Set down the material below word for word, excluding the pictures.

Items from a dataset
○ ○ ○ ○ ○

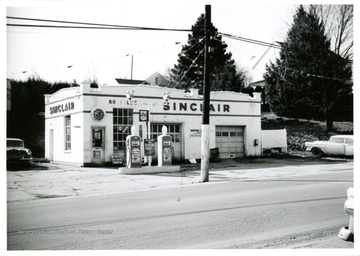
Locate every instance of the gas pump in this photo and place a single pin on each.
(164, 148)
(133, 151)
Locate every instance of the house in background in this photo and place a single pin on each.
(158, 79)
(155, 79)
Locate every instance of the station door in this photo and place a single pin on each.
(230, 141)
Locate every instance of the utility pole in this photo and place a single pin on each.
(205, 134)
(132, 58)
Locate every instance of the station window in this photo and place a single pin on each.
(173, 130)
(67, 133)
(122, 122)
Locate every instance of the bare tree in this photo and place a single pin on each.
(338, 22)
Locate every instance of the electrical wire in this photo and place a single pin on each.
(192, 64)
(93, 25)
(248, 40)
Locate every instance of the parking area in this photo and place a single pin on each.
(48, 180)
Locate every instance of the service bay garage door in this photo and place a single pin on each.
(230, 141)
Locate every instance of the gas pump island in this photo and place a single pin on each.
(133, 155)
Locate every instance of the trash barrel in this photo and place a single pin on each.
(214, 155)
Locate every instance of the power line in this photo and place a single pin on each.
(192, 65)
(248, 40)
(89, 25)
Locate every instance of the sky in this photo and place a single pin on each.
(79, 54)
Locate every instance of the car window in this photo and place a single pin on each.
(349, 141)
(337, 140)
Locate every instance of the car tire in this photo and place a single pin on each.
(316, 152)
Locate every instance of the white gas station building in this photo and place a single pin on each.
(85, 125)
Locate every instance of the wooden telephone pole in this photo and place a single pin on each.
(205, 137)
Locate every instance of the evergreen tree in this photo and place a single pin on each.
(188, 72)
(308, 80)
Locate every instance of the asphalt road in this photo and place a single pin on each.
(275, 213)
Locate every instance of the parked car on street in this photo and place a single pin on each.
(336, 145)
(16, 152)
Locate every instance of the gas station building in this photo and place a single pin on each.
(86, 125)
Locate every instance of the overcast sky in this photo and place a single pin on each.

○ ○ ○ ○ ○

- **Answer to this exercise**:
Locate every instance of the gas pump in this photo and place a single pin on each.
(164, 148)
(133, 151)
Locate every instance of the house in background in this photo and place a single pin on each.
(158, 79)
(155, 79)
Locate every instance of the station door in this photo and place a single pin on each.
(230, 141)
Locate every instance of the utility pole in this photo and place a single pin on each.
(205, 134)
(132, 58)
Locate every instance of the station window in this photo and place a single pin on each.
(173, 130)
(67, 133)
(122, 122)
Locate every instance of the bare tree in this photo and place a single pin on each.
(338, 22)
Locate every instance of the electrical wire in this photo and place a single pin on each.
(192, 64)
(93, 25)
(248, 40)
Locate every instance of the parking area in this photo and place a single pin on each.
(48, 180)
Locate every instance of the service bay garage door in this photo and place a single pin on each.
(230, 141)
Locate every instance of the gas pump island in this photo and place a single pin on each.
(133, 155)
Locate every instance of the trash barrel in this photo and place a single pin on each.
(214, 155)
Locate every instance of the power line in this photo and place a single pin on each.
(192, 65)
(248, 40)
(89, 25)
Locate every instance of the sky in this photo and place a single pin on each.
(79, 54)
Locate every instance of the car window in this photo and place a single pin on each.
(349, 141)
(337, 140)
Locate every instance of the car tire in this photo and place a single pin on each.
(316, 152)
Locate every instance of the white gas station building in this photo and place a single pin on each.
(85, 125)
Locate every instance of the wooden telephone pole in this photo and place a single pin on each.
(205, 137)
Locate every instance of the evergreen tree in this photo and place a single pin on each.
(188, 72)
(308, 80)
Locate every instance of the asphalt road in this photo and place a single pin on each.
(275, 213)
Locate every instance of the parked car on street in this photo and place a single pin on each.
(336, 145)
(16, 152)
Locate every instance of the gas station building in this photo and place a single pin on each.
(86, 125)
Locate every instance of the overcast sky in this photo and place a single pin on each.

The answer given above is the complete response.